The answer must be an exact printing of every record below, with the pictures omitted.

======== Input for this task

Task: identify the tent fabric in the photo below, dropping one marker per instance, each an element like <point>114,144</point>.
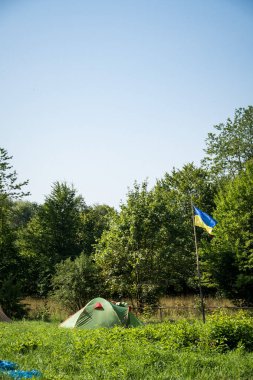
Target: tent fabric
<point>109,315</point>
<point>3,316</point>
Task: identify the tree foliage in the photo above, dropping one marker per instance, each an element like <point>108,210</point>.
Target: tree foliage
<point>10,262</point>
<point>229,257</point>
<point>76,282</point>
<point>231,146</point>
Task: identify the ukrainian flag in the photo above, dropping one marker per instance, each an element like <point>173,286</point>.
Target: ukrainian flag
<point>201,219</point>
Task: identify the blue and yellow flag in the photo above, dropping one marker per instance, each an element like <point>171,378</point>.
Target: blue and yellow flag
<point>201,219</point>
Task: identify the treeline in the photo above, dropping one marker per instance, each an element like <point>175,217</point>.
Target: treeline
<point>69,250</point>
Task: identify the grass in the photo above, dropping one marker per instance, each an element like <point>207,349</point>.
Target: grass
<point>221,349</point>
<point>172,308</point>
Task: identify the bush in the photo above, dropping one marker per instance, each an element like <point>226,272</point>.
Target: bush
<point>76,282</point>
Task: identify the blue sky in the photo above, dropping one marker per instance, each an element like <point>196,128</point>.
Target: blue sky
<point>102,93</point>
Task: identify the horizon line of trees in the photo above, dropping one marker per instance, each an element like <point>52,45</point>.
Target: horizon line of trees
<point>68,250</point>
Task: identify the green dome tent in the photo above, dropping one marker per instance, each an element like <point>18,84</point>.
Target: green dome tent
<point>101,313</point>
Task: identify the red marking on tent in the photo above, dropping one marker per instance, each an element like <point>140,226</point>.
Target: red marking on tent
<point>98,306</point>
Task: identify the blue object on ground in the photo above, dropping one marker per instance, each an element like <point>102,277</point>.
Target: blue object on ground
<point>11,370</point>
<point>18,374</point>
<point>6,366</point>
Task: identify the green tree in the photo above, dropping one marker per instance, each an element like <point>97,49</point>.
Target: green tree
<point>95,220</point>
<point>75,282</point>
<point>10,262</point>
<point>231,146</point>
<point>146,252</point>
<point>52,235</point>
<point>229,257</point>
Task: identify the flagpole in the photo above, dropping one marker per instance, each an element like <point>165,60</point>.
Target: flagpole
<point>198,268</point>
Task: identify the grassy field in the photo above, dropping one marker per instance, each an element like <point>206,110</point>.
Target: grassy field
<point>172,308</point>
<point>186,349</point>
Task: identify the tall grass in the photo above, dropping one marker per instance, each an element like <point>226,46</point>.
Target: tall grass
<point>170,308</point>
<point>221,349</point>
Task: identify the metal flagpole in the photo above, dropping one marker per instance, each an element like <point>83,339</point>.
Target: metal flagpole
<point>198,269</point>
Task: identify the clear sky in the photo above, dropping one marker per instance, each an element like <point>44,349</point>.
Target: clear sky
<point>100,93</point>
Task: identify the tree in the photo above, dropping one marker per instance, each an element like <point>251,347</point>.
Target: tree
<point>95,220</point>
<point>231,147</point>
<point>143,253</point>
<point>229,257</point>
<point>53,234</point>
<point>10,263</point>
<point>75,282</point>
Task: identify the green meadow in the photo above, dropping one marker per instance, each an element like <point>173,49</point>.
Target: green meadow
<point>185,349</point>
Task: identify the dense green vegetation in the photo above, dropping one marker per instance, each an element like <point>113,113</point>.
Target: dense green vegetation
<point>73,251</point>
<point>220,349</point>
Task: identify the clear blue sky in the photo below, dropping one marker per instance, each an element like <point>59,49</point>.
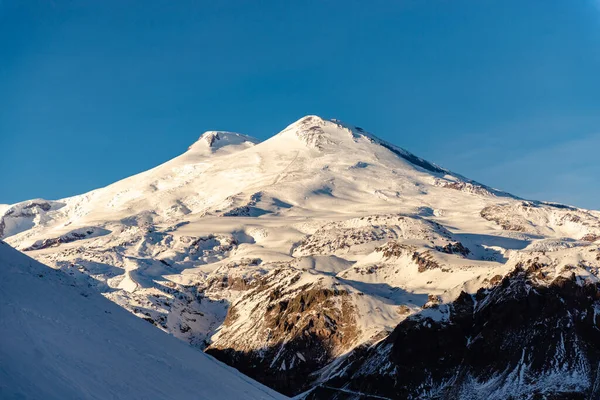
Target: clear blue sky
<point>505,92</point>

================

• [Finished task]:
Task: identify the tent fabric in the photo below, dropping one marker per instance, each an element like <point>114,144</point>.
Target: tent fabric
<point>109,315</point>
<point>3,316</point>
Task: identify the tree foliage in the photo above, dropping one marker per instance, each an element like <point>108,210</point>.
Target: tree foliage
<point>10,262</point>
<point>229,257</point>
<point>76,282</point>
<point>231,146</point>
Task: identify the ukrainian flag in the photo above, dropping one marker per instance, each an element like <point>173,286</point>.
Target: ukrainian flag
<point>201,219</point>
Task: identify the blue and yellow flag in the photo above, dropping one marker per instance, each an element like <point>171,378</point>.
Target: blue and yellow flag
<point>201,219</point>
Task: identify the treeline in the photo above, dropping one marker per instance, each an element like <point>175,217</point>.
Target: treeline
<point>69,250</point>
Task: identify the grass in the photo above, dropping one marker per instance, each an element like <point>207,349</point>.
Target: grass
<point>221,349</point>
<point>172,308</point>
Task: identify the bush in the photo above, dropping one marker per instance, each an element like <point>226,272</point>.
Target: bush
<point>76,282</point>
Task: identify the blue sky in the photo above, dropping one marker per instance, each an element like <point>196,128</point>.
Target: blue sky
<point>102,93</point>
Task: identify the horizon line of trees in the photo above, dropping one marker per instance, each an element like <point>52,45</point>.
Target: horizon line of trees
<point>68,250</point>
Task: identify the green dome tent in the photo above, dropping one marker per instance, each an element like <point>18,84</point>.
Target: green dome tent
<point>101,313</point>
Task: identify the red marking on tent in the photo above, dropping one marker per instance, each an element like <point>140,226</point>.
Target: red marking on tent
<point>98,306</point>
Task: identify the blue object on ground in the photo above, dropping one marker per instance, each an element like <point>102,277</point>.
Target: blue object on ground
<point>11,370</point>
<point>18,374</point>
<point>6,366</point>
Task: identify the green tree in the photo above, dropping one marker per instance, each an element like <point>97,49</point>.
Target: green tree
<point>95,220</point>
<point>75,282</point>
<point>10,262</point>
<point>231,146</point>
<point>146,252</point>
<point>52,235</point>
<point>229,257</point>
Task: identify the flagpole in the photo above, dropping one marker per instance, each an element like <point>165,60</point>.
Target: flagpole
<point>198,268</point>
Task: identify the grassy field in the photo above, dropping one marker per instance, each an element like <point>206,110</point>.
Target: grassy field
<point>172,308</point>
<point>186,349</point>
Task: identify the tall grass in the photo above, dropping one marker per instance, each an element like <point>226,46</point>.
Target: tall grass
<point>170,308</point>
<point>221,349</point>
Task: identify the metal flagpole in the photo above, dropping one marker per instance, each an element like <point>83,339</point>.
Target: metal flagpole
<point>198,269</point>
Task: identify the clear sky in the photo above, dropping one marker per instance, each an element like <point>44,349</point>.
Target: clear sky
<point>100,93</point>
Task: identify the tree in the photo above, dropping one marker per instance, each an element like <point>251,347</point>.
Target: tree
<point>95,220</point>
<point>231,147</point>
<point>143,253</point>
<point>229,257</point>
<point>53,234</point>
<point>10,263</point>
<point>75,282</point>
Task: identify the green meadow in the photo above, dropping one marker per instance, each an element like <point>173,49</point>.
Target: green meadow
<point>185,349</point>
Task: identify the dense green vegetation in the photo above, dropping one marker per instance, each an element like <point>113,113</point>.
Target: dense green vegetation
<point>73,251</point>
<point>220,349</point>
Task: identify the clear blue sky in the photo below, dropping one marker per instance, each an element like <point>59,49</point>.
Target: clear blue sky
<point>505,92</point>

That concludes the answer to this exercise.